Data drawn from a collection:
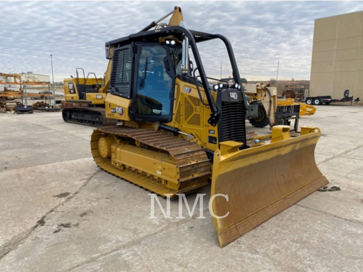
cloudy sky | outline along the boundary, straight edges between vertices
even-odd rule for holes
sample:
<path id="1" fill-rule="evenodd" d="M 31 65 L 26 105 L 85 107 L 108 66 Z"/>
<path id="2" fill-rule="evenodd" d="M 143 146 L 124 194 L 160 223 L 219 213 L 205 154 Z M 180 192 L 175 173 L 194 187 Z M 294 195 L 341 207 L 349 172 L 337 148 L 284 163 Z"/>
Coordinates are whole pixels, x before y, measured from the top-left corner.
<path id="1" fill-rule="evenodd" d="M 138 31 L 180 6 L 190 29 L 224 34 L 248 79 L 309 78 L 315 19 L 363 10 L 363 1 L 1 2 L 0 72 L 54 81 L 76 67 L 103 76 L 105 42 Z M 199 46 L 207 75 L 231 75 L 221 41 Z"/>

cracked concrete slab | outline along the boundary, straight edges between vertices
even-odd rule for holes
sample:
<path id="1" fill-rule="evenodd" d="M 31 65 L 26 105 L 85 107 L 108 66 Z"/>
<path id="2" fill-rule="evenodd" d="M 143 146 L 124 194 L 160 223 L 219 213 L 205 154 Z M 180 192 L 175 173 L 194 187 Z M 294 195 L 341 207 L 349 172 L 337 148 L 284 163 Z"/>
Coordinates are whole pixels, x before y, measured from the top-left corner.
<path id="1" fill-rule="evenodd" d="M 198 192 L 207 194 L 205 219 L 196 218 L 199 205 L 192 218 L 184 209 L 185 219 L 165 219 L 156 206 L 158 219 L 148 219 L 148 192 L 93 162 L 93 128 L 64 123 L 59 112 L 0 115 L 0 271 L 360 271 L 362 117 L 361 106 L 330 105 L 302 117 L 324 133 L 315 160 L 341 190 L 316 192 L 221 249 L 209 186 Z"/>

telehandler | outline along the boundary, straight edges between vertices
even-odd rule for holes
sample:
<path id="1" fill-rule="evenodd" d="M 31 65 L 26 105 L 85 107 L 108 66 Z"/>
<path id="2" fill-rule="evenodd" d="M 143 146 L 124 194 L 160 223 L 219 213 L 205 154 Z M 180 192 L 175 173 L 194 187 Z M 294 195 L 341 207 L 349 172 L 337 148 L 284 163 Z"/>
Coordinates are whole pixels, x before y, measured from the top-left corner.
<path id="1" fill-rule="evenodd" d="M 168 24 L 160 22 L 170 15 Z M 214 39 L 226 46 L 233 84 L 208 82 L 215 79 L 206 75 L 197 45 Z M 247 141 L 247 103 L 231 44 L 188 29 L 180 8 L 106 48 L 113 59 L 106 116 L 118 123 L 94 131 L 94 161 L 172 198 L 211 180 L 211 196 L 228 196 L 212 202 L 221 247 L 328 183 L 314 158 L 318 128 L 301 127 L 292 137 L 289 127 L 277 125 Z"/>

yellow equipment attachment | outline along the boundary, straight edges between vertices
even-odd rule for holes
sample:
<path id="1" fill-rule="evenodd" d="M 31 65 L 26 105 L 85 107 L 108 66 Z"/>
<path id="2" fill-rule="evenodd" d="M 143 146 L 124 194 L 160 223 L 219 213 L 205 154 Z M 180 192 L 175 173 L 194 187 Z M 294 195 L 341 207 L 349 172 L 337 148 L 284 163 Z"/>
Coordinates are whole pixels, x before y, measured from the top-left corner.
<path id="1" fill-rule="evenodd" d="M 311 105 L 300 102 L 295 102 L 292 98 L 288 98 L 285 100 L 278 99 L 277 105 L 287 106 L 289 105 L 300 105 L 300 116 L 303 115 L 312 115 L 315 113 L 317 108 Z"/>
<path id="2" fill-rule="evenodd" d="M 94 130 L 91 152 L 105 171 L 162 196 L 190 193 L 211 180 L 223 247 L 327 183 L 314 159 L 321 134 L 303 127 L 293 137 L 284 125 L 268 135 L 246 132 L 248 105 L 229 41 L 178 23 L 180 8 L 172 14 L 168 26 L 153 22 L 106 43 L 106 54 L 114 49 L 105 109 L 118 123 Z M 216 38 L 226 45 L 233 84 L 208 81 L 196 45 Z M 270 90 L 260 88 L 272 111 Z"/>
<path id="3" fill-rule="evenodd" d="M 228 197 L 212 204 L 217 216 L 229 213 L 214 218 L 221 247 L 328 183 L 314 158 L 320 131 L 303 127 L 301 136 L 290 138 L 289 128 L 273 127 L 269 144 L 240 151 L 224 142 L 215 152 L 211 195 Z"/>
...
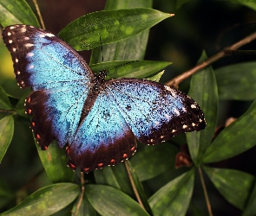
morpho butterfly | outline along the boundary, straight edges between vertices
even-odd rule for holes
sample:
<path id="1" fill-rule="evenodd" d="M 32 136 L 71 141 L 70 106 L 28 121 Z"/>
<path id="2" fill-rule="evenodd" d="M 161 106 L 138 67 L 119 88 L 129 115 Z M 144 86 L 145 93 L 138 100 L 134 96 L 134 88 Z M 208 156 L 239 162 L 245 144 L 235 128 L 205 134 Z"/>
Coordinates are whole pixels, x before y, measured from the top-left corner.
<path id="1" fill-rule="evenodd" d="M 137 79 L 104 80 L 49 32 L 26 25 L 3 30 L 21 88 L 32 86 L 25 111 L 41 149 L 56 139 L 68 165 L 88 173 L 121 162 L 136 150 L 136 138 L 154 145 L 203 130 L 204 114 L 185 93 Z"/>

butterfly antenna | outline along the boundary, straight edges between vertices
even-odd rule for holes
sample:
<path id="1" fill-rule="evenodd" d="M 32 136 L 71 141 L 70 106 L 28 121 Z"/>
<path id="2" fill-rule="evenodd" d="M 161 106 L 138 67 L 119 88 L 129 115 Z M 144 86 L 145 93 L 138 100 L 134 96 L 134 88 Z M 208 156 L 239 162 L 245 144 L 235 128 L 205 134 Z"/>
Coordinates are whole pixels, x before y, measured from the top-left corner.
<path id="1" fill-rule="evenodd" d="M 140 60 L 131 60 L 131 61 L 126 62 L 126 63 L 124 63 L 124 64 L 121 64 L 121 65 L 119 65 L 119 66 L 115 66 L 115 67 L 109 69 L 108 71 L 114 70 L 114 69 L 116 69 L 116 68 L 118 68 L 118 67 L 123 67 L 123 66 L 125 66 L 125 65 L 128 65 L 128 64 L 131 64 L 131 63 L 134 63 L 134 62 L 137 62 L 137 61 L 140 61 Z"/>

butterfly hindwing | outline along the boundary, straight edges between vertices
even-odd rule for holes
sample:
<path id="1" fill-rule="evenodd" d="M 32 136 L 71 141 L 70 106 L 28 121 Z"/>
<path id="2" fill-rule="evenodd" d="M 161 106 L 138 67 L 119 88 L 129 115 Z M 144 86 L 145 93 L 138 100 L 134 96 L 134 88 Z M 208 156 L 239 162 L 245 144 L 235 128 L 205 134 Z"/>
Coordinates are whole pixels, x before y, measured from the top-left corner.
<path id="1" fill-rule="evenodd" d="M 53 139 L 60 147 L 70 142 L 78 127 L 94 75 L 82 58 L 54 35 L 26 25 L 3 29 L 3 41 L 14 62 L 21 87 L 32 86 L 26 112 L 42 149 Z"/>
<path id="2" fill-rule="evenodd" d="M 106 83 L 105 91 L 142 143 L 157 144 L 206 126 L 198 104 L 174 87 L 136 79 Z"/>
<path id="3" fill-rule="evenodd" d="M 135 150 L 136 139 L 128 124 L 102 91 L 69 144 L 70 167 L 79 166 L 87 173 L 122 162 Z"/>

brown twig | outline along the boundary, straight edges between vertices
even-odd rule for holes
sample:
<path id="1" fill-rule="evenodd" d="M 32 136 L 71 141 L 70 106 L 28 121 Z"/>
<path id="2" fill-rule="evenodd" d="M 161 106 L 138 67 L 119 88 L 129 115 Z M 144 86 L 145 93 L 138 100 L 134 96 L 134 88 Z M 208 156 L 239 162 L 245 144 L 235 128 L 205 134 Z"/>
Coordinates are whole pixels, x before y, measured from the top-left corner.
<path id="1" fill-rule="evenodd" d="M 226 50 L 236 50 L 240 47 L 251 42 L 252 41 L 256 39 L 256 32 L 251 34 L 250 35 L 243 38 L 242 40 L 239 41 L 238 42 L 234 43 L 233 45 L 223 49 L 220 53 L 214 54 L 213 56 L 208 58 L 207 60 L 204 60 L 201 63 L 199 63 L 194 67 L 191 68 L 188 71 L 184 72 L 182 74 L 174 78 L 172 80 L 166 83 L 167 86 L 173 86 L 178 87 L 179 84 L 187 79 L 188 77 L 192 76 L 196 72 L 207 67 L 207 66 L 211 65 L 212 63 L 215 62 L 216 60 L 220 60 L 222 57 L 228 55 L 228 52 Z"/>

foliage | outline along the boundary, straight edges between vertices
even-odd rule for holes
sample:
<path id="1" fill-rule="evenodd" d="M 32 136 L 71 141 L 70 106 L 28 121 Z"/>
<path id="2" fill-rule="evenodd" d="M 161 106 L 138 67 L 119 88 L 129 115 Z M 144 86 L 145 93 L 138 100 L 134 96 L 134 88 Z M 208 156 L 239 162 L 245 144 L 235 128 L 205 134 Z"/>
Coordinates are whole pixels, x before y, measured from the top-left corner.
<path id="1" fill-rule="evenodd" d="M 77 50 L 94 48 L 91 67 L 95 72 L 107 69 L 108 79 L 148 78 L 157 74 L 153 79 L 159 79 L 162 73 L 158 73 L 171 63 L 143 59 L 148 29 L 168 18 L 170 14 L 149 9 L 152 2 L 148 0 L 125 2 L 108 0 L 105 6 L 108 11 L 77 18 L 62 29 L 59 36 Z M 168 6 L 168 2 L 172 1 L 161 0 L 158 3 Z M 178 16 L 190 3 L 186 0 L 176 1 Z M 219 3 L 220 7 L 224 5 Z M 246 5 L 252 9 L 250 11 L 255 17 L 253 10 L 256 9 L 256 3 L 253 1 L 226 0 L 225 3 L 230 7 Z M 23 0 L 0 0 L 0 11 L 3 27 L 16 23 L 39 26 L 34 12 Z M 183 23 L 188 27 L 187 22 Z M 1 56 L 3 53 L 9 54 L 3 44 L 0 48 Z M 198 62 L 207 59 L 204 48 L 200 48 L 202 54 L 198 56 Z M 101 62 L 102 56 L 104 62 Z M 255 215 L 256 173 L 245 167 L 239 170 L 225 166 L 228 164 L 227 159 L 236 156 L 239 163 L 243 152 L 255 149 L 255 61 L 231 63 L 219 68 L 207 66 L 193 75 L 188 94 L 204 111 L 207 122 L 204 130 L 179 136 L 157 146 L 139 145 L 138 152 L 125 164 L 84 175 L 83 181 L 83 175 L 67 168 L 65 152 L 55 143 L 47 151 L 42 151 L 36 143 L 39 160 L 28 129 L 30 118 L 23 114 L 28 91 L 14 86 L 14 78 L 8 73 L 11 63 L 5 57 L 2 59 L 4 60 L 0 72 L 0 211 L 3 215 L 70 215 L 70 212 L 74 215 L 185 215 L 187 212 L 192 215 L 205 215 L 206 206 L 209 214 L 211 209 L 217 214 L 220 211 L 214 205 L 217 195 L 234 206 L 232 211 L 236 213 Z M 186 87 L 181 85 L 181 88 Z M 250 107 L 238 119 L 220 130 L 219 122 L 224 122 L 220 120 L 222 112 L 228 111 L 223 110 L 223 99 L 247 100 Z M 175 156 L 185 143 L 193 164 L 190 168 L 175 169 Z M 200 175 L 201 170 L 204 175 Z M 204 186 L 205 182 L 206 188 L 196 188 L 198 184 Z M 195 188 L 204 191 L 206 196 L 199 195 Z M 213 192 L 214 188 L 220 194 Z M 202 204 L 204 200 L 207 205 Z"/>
* * *
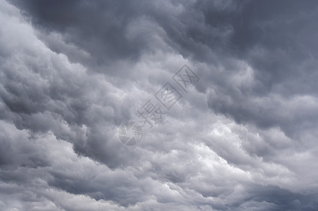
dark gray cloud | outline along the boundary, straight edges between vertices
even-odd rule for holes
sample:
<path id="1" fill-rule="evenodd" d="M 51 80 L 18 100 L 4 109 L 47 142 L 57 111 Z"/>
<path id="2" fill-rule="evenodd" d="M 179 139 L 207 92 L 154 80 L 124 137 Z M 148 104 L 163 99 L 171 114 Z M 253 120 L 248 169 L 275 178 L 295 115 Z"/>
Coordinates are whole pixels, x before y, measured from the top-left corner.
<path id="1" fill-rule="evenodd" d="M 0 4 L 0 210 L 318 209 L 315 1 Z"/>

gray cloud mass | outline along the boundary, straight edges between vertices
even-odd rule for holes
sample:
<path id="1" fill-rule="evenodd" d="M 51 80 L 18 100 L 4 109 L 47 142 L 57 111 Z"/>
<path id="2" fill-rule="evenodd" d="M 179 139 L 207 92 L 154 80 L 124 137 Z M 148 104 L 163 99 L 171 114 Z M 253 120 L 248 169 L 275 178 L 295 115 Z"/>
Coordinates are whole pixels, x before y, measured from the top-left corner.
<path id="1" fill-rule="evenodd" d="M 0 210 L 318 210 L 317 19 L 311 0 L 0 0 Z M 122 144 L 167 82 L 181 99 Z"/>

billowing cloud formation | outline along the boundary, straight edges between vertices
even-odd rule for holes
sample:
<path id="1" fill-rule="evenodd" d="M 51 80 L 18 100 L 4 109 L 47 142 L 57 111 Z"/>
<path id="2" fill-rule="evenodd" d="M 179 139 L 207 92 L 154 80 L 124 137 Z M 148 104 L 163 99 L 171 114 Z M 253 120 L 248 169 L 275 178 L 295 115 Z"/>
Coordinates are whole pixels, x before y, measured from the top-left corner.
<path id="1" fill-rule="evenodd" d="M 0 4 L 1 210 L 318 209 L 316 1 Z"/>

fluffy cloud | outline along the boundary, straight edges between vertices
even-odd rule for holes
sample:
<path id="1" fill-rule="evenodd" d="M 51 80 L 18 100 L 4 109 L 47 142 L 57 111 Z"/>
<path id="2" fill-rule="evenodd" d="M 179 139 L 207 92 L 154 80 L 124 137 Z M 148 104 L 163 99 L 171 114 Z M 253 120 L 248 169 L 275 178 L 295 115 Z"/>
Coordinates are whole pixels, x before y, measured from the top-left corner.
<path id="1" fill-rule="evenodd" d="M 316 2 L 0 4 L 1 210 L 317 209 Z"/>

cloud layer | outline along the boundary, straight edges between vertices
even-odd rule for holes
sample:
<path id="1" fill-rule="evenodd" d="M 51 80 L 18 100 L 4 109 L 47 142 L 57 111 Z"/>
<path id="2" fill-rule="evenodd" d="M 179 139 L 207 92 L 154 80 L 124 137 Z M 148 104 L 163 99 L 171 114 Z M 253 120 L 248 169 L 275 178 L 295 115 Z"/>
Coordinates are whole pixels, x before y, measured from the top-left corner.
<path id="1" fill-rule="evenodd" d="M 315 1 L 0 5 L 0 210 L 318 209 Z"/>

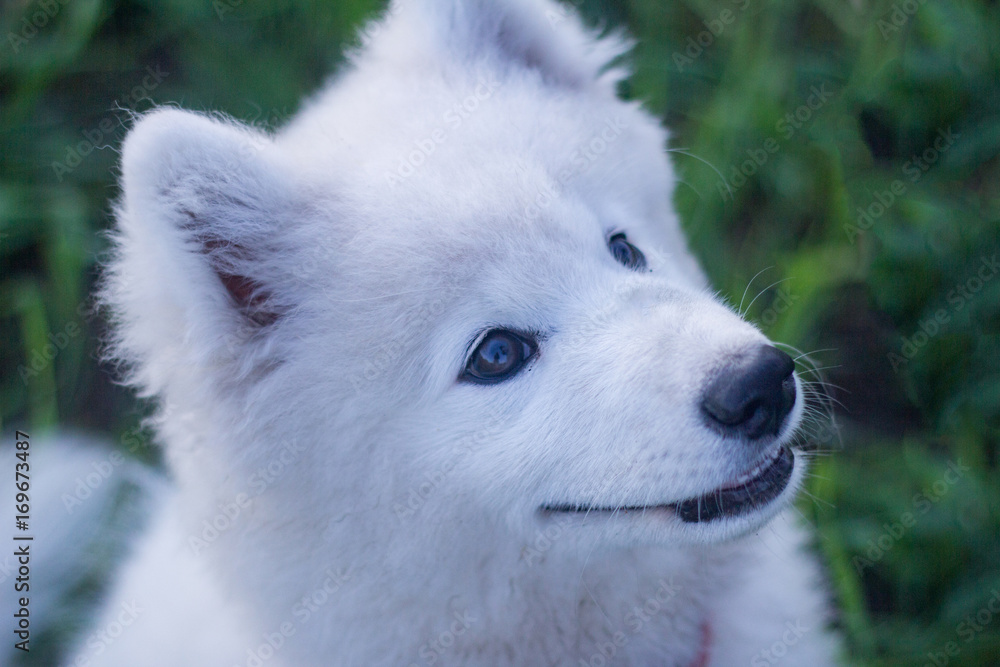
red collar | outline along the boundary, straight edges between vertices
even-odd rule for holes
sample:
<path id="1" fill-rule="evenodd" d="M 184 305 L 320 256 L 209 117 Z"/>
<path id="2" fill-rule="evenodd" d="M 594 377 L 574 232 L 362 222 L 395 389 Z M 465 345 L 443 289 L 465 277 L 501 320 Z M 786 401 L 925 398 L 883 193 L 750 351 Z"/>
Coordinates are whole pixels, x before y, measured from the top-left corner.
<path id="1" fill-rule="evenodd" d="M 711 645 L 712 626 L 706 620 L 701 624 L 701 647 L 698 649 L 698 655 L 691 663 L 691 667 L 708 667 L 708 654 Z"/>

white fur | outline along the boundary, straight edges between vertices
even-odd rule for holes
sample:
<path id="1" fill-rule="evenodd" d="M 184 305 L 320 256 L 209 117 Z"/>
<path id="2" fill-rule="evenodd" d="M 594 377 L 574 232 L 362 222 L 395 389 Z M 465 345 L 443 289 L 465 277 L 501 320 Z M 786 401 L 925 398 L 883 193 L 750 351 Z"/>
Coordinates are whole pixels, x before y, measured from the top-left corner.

- Task statement: Can you express the records from the line with "cloud layer |" through the line with "711 645 L 712" as a JSON list of strings, one string per line, with blank lines and the picture left out?

- Result of the task:
[
  "cloud layer | outline along the boundary, straight edges between vertices",
  "even-odd rule for holes",
  "sample:",
  "<path id=\"1\" fill-rule=\"evenodd\" d=\"M 51 80 L 18 100 L 4 109 L 47 142 L 57 111 Z\"/>",
  "<path id=\"2\" fill-rule=\"evenodd\" d=\"M 179 139 L 207 92 L 154 80 L 124 137 Z M 148 104 L 163 99 L 171 114 Z M 253 120 L 248 169 L 275 178 L 295 115 Z\"/>",
  "Coordinates are whole pixels, x before y, measured from the top-left corner.",
  "<path id=\"1\" fill-rule=\"evenodd\" d=\"M 315 1 L 0 5 L 0 210 L 318 209 Z\"/>",
  "red collar | outline along the boundary, straight edges between vertices",
  "even-odd rule for holes",
  "sample:",
  "<path id=\"1\" fill-rule=\"evenodd\" d=\"M 184 305 L 320 256 L 209 117 Z\"/>",
  "<path id=\"2\" fill-rule=\"evenodd\" d=\"M 594 377 L 574 232 L 362 222 L 395 389 Z M 465 345 L 443 289 L 465 277 L 501 320 Z M 786 401 L 925 398 L 883 193 L 750 351 Z\"/>",
  "Coordinates are whole pixels, x before y, measured from the top-left corner.",
  "<path id=\"1\" fill-rule=\"evenodd\" d=\"M 711 645 L 712 626 L 706 620 L 701 624 L 701 647 L 698 649 L 698 655 L 691 663 L 691 667 L 708 667 L 708 654 Z\"/>"
]